Rows from a pointing dataset

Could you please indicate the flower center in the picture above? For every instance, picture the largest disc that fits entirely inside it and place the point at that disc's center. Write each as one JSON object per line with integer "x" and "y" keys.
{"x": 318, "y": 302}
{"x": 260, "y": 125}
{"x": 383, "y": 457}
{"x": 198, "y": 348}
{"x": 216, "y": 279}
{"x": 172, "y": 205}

TASK INSTRUCTIONS: Copy the entries above word for word, keeping each line in its original order.

TASK RESULT:
Could you please indicate the flower center in the picture above? For every instance, picture the largest disc that fits entirely inside it and place the point at that disc's center. Write each as one JSON object per line with integer "x" and "y" keys.
{"x": 318, "y": 302}
{"x": 260, "y": 125}
{"x": 383, "y": 457}
{"x": 198, "y": 348}
{"x": 216, "y": 279}
{"x": 172, "y": 205}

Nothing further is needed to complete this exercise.